Extracted text START
To The Arctic

Greg MacGillivray

BY Daniel PrattPublished Apr 19, 2012

For the handful of folks still unaware, the Arctic glaciers are melting at an alarming rate due to global warming, leaving polar bears without ice floes to hunt prey. Resultantly, they're forced to spend their summers ashore fasting, hindering the possibility of reproduction.

It's an environmentalist plight tailor-made for the preachy enviro-doc genre, centering on adorable animals in peril in a bid to sway passive viewers into action, or at least get them to "like" it on Facebook. As such, two-time Academy Award nominated filmmaker Greg MacGillivray has created To The Arctic as a method of educating people on the errors of their ways.

The opening scene is breathtaking, as the camera soars high above a glacier, capturing the expansive, glistening Arctic with overwhelming aesthetic composure, leaving one to think they're in for a treat. That is, until the opening credits appear in ice block letters, shatter into shards and fly at the viewer's face, much like the latest 3D Final Destination movie.
Extracted text END
Given entries START
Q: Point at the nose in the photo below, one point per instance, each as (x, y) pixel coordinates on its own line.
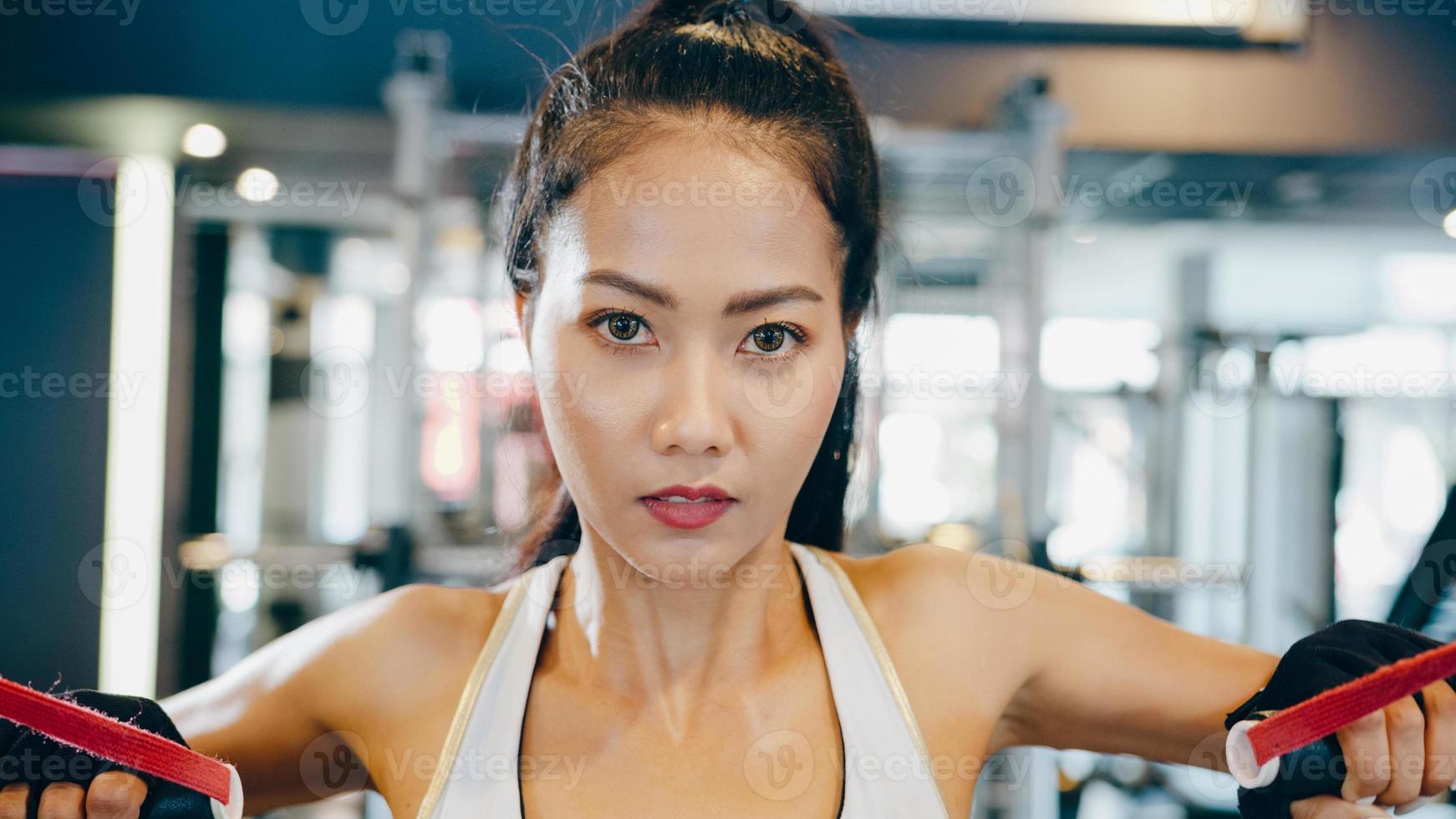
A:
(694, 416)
Given entries END
Given entries START
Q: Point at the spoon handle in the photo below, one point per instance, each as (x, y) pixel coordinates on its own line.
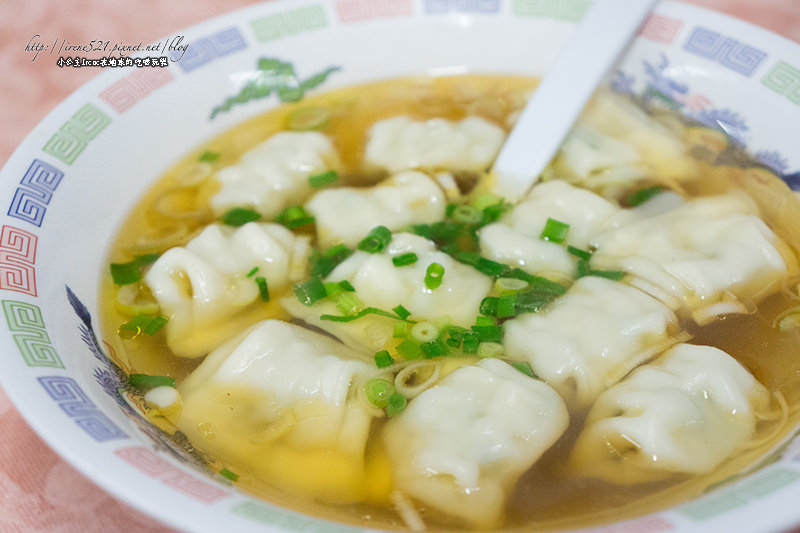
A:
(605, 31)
Given entries END
> _Instructions for the task_:
Copy the part of the film review starting with "It's an environmentalist" and going on through "of their ways.". The rows have nothing to do with the film review.

> _Output for this exercise_:
It's an environmentalist plight tailor-made for the preachy enviro-doc genre, centering on adorable animals in peril in a bid to sway passive viewers into action, or at least get them to "like" it on Facebook. As such, two-time Academy Award nominated filmmaker Greg MacGillivray has created To The Arctic as a method of educating people on the errors of their ways.